Excerpts from point annotation data

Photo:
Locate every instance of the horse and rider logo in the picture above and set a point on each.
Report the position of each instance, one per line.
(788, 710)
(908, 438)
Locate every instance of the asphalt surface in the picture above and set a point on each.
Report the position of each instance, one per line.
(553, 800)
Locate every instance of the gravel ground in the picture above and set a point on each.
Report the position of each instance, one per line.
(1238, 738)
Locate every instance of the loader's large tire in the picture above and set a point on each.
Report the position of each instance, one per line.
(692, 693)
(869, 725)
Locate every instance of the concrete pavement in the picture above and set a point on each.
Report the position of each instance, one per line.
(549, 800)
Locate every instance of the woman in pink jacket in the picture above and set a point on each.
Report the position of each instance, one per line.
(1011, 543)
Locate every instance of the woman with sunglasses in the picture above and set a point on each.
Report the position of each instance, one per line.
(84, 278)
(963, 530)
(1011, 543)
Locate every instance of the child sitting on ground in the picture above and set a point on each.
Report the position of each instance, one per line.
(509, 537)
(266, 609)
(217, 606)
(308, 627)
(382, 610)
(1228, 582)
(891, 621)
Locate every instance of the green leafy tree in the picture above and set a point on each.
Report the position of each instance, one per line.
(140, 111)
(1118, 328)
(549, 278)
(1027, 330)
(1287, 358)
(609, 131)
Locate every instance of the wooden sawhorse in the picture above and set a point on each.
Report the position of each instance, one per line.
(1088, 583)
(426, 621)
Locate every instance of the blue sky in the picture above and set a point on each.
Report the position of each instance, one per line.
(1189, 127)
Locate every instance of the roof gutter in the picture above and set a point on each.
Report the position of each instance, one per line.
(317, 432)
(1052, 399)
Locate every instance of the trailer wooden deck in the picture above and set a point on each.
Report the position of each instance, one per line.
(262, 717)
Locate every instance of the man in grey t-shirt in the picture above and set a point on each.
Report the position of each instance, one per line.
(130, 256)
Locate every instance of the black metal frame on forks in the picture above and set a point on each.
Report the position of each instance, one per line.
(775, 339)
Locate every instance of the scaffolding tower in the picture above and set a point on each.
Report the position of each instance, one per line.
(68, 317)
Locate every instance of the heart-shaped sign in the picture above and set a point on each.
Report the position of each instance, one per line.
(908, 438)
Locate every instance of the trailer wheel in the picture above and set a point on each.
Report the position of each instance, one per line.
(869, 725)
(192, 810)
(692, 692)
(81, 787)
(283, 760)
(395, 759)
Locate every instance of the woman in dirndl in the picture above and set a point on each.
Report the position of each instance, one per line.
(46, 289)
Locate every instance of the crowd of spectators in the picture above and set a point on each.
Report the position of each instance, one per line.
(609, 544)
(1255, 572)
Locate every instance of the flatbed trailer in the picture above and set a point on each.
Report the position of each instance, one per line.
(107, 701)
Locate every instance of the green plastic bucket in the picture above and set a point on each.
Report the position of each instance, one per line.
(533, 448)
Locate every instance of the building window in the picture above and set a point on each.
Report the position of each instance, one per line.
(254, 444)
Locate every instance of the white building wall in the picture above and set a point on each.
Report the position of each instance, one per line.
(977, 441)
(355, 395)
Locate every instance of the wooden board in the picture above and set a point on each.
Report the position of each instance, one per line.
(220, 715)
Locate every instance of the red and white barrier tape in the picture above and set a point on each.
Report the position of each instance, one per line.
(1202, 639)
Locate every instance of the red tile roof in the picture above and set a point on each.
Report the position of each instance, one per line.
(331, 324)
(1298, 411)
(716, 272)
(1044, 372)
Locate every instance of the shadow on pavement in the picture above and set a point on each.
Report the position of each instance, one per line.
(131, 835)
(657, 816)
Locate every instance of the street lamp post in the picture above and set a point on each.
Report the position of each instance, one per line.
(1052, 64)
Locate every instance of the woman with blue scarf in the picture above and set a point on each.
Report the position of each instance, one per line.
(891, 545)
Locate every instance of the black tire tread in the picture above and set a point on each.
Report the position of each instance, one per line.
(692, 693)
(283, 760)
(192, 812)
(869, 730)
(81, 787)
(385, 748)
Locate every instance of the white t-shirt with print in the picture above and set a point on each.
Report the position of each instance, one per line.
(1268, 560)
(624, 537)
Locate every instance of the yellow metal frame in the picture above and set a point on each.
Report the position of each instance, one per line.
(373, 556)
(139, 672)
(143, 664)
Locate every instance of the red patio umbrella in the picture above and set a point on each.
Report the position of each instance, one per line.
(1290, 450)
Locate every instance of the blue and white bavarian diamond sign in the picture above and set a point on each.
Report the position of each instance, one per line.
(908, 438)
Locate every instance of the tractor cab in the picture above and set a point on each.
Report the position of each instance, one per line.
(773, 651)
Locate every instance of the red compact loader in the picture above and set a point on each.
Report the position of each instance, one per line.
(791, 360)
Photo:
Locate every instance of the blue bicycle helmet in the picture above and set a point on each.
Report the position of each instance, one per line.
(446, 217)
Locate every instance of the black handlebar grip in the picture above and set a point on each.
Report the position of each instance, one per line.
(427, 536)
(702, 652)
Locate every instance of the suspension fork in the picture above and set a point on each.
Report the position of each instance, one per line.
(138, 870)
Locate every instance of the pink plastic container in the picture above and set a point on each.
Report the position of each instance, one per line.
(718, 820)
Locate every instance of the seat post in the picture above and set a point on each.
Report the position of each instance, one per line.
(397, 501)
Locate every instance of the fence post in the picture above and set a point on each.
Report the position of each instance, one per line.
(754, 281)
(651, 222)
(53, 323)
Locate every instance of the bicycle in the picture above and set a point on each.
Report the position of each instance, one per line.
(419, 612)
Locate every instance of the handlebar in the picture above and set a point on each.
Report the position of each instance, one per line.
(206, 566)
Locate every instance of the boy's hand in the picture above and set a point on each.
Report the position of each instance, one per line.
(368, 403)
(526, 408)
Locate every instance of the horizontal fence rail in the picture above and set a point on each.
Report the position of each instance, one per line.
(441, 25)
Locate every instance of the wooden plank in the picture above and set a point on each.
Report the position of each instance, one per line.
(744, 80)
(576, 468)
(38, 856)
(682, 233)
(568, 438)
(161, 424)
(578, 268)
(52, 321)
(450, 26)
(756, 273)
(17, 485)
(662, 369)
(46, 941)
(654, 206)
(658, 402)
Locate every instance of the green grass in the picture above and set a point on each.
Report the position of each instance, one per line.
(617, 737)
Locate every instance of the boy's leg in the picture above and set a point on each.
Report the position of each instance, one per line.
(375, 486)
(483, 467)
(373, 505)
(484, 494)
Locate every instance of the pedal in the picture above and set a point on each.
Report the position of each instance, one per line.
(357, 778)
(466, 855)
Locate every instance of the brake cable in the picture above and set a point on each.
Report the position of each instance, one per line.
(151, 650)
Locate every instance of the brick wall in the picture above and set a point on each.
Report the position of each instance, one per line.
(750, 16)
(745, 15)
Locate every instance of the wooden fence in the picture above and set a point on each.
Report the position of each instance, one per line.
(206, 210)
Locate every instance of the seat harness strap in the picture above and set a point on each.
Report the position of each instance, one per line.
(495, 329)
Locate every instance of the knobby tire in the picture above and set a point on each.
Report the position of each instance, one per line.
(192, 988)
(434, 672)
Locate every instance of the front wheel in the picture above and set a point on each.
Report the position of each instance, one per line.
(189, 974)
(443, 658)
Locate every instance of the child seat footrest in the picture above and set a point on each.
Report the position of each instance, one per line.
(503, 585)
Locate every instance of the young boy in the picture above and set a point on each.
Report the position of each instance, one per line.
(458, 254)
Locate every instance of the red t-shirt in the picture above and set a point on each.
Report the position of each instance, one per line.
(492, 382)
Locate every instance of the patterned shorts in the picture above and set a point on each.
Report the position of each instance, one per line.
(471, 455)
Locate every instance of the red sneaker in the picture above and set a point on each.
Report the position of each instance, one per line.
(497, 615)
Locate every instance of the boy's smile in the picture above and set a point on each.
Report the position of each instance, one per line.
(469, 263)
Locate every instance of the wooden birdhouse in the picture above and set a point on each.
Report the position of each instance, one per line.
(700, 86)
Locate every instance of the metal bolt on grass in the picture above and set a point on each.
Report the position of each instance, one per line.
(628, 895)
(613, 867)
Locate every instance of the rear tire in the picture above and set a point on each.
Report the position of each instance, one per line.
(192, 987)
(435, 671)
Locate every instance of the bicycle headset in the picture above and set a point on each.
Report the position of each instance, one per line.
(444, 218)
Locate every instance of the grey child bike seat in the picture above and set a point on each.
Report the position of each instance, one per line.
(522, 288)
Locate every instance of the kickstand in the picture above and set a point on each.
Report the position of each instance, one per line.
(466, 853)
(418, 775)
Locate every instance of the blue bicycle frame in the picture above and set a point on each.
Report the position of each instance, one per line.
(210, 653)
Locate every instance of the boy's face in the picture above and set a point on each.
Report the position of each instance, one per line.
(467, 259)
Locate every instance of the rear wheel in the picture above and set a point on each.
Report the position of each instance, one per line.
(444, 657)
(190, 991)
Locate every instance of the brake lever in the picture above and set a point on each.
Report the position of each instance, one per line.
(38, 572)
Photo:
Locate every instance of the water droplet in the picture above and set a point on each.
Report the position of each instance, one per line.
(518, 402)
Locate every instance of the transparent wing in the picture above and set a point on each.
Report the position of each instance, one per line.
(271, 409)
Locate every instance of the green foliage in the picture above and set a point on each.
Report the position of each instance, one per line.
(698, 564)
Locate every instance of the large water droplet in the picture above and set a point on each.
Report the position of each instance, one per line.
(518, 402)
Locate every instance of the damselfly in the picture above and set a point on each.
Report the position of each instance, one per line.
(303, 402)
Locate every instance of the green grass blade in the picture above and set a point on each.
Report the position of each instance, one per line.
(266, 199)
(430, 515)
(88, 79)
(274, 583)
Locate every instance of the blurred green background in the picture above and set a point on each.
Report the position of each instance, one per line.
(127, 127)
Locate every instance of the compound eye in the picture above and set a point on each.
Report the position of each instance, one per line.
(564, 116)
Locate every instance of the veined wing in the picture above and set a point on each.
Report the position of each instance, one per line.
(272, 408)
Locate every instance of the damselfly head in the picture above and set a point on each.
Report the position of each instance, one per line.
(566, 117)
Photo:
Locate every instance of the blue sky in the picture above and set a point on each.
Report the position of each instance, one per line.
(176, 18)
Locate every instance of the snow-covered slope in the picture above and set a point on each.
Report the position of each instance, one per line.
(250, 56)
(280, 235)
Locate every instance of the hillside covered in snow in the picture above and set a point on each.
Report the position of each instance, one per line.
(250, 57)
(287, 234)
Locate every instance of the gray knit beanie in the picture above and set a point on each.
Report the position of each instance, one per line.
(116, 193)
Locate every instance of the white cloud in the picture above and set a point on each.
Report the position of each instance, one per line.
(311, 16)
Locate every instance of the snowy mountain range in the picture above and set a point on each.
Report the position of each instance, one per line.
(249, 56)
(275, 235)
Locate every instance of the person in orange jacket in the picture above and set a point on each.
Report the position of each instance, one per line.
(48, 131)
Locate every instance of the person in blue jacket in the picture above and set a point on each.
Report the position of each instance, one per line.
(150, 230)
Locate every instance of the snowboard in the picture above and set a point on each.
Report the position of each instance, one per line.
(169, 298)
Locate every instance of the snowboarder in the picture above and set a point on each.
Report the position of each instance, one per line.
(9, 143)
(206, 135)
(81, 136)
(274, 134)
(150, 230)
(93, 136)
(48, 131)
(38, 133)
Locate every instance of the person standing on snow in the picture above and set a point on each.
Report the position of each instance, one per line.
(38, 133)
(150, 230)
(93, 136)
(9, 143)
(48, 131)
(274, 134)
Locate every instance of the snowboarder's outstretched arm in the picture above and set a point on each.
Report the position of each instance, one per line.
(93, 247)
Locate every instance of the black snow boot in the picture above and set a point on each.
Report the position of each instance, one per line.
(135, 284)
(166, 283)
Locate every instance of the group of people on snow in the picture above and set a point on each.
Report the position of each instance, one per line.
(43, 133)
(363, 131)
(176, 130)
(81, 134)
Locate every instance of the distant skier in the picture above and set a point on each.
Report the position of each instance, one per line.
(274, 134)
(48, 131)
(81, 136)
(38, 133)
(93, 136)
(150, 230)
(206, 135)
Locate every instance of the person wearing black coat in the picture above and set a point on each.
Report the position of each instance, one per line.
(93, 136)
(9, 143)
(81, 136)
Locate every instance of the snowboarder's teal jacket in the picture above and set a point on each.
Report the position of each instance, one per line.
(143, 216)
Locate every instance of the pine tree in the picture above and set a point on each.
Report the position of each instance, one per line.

**DIRECTIONS FOR THIS TASK:** Reproduce the stretch of rows above from the very beginning through the line containing "(1189, 127)", keeping every line unchanged and including that final line.

**RESPONSE TO THE TASK:**
Photo:
Locate every instance of the horse and rider logo in the picture above and set a point on each.
Report the position of each instance, one per line.
(788, 710)
(908, 438)
Locate every instance of the asphalt surface in the picture above and set a point on each.
Report the position of each instance, one per line.
(553, 800)
Locate every instance of the gravel ground in the picture above and set a point on each.
Report the position of each instance, one per line.
(1238, 738)
Locate every instance of the loader's large tire in the picture above and set a point on each.
Report the position of each instance, one per line.
(692, 693)
(869, 725)
Locate every instance of the concrete pavement in the picture above and set a point on each.
Report the position of each instance, one per line.
(549, 800)
Locate every instance of the woman in pink jacket in the picture above and set a point on each.
Report the position of each instance, one per line.
(1011, 543)
Locate every instance of the woman with sunglasses in the picture above and set a point on each.
Report the position of each instance, one per line.
(84, 278)
(963, 530)
(1011, 543)
Locate every instance of the child sitting on ground in the picture above and set a point on each.
Report the position of each instance, one per line.
(509, 537)
(266, 609)
(217, 606)
(308, 627)
(382, 610)
(1228, 582)
(891, 621)
Locate every instance of the green leafy tree in the picture above and set a point on each.
Report the position of each instance, one per line.
(140, 111)
(1118, 328)
(549, 278)
(1027, 330)
(1287, 358)
(609, 131)
Locate every instance of the wooden sawhorse in the picture above and set a point on each.
Report the position of each instance, one per line.
(1088, 583)
(426, 621)
Locate every instance of the blue sky in the picture above and set a point on each.
Report the position of each instance, one per line.
(1189, 127)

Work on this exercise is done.